Items with labeled points
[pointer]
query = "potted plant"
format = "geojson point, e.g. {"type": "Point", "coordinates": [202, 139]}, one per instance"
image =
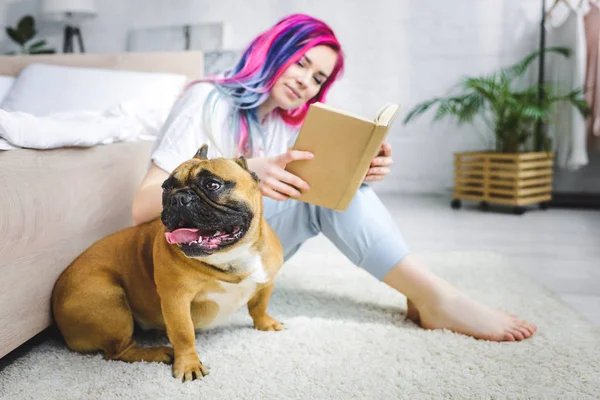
{"type": "Point", "coordinates": [517, 170]}
{"type": "Point", "coordinates": [24, 35]}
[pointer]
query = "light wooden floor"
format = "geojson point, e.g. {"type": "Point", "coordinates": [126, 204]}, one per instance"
{"type": "Point", "coordinates": [560, 248]}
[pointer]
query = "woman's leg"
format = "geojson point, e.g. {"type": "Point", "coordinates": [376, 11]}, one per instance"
{"type": "Point", "coordinates": [367, 235]}
{"type": "Point", "coordinates": [436, 304]}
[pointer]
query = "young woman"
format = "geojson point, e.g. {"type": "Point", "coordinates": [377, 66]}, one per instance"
{"type": "Point", "coordinates": [256, 110]}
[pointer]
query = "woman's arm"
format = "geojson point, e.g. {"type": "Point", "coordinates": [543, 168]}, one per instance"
{"type": "Point", "coordinates": [147, 201]}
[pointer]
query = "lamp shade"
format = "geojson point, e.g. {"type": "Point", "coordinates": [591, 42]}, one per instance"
{"type": "Point", "coordinates": [68, 9]}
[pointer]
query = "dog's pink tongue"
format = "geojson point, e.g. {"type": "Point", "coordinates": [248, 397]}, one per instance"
{"type": "Point", "coordinates": [183, 235]}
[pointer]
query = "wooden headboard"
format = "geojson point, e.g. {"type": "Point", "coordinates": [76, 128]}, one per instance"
{"type": "Point", "coordinates": [189, 63]}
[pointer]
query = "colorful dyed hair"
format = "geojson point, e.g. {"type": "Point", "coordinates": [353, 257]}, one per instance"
{"type": "Point", "coordinates": [266, 58]}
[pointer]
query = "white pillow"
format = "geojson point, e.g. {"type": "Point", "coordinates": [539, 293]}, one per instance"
{"type": "Point", "coordinates": [42, 89]}
{"type": "Point", "coordinates": [6, 83]}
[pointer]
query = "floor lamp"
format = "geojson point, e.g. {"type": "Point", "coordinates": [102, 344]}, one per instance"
{"type": "Point", "coordinates": [71, 13]}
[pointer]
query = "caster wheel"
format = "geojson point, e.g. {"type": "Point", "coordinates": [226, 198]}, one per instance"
{"type": "Point", "coordinates": [519, 210]}
{"type": "Point", "coordinates": [455, 204]}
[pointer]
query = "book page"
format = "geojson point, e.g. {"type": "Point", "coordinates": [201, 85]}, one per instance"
{"type": "Point", "coordinates": [337, 110]}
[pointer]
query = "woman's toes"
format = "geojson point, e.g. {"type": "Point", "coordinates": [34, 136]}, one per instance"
{"type": "Point", "coordinates": [509, 337]}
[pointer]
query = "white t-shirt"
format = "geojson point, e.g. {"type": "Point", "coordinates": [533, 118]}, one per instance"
{"type": "Point", "coordinates": [183, 132]}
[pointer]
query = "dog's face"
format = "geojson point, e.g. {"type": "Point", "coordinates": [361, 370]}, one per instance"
{"type": "Point", "coordinates": [209, 205]}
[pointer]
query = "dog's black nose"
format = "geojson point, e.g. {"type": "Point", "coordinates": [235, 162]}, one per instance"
{"type": "Point", "coordinates": [181, 198]}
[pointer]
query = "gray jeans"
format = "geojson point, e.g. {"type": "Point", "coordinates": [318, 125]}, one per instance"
{"type": "Point", "coordinates": [365, 232]}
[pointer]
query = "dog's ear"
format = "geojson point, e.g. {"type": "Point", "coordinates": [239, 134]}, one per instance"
{"type": "Point", "coordinates": [202, 152]}
{"type": "Point", "coordinates": [241, 161]}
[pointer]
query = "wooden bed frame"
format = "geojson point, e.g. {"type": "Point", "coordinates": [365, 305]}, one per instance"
{"type": "Point", "coordinates": [41, 237]}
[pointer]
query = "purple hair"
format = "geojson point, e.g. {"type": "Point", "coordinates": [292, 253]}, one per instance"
{"type": "Point", "coordinates": [249, 82]}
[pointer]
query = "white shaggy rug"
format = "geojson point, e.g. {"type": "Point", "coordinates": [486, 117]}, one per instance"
{"type": "Point", "coordinates": [347, 337]}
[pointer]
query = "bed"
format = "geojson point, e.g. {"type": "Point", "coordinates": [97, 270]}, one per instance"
{"type": "Point", "coordinates": [56, 202]}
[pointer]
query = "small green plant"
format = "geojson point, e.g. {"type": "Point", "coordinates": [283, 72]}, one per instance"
{"type": "Point", "coordinates": [512, 114]}
{"type": "Point", "coordinates": [24, 35]}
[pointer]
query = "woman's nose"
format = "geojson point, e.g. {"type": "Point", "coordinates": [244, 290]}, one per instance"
{"type": "Point", "coordinates": [303, 79]}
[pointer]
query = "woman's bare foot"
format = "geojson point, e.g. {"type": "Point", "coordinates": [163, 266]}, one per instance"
{"type": "Point", "coordinates": [464, 315]}
{"type": "Point", "coordinates": [435, 304]}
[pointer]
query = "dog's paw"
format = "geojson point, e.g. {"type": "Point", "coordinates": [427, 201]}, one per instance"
{"type": "Point", "coordinates": [165, 354]}
{"type": "Point", "coordinates": [267, 323]}
{"type": "Point", "coordinates": [188, 369]}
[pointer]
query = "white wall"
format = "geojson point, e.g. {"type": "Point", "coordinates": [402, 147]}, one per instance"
{"type": "Point", "coordinates": [397, 50]}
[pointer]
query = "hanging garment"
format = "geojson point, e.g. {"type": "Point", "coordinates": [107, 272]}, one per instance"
{"type": "Point", "coordinates": [567, 126]}
{"type": "Point", "coordinates": [592, 78]}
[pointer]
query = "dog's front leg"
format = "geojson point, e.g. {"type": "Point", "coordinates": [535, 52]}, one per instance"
{"type": "Point", "coordinates": [180, 329]}
{"type": "Point", "coordinates": [257, 307]}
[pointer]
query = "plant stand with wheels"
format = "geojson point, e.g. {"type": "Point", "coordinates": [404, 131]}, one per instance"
{"type": "Point", "coordinates": [514, 179]}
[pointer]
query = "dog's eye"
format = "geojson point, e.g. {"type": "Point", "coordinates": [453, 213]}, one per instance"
{"type": "Point", "coordinates": [212, 185]}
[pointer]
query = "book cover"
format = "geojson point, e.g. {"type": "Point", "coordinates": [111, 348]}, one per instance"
{"type": "Point", "coordinates": [343, 145]}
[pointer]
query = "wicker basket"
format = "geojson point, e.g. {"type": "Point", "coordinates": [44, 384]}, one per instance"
{"type": "Point", "coordinates": [518, 179]}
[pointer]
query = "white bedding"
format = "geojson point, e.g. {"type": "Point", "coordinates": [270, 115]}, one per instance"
{"type": "Point", "coordinates": [124, 122]}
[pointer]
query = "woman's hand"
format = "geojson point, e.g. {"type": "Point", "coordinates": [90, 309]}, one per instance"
{"type": "Point", "coordinates": [275, 181]}
{"type": "Point", "coordinates": [380, 166]}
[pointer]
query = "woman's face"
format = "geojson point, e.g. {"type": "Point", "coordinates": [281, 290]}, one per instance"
{"type": "Point", "coordinates": [303, 80]}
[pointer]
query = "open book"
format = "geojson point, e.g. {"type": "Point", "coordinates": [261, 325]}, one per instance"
{"type": "Point", "coordinates": [344, 146]}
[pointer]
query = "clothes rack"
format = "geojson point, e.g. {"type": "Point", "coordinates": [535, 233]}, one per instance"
{"type": "Point", "coordinates": [559, 199]}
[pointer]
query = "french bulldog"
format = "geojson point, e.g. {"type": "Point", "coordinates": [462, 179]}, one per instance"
{"type": "Point", "coordinates": [210, 253]}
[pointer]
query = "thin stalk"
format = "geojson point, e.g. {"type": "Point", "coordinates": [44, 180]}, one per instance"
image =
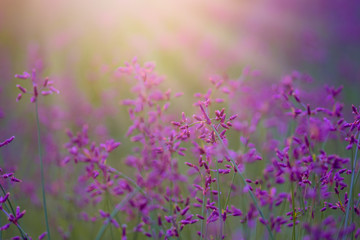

TASK: Extract every line of the items that contains the word "wooden".

PROBLEM SOLUTION:
query = "light wooden floor"
query = "wooden headboard"
query = "wooden bed frame"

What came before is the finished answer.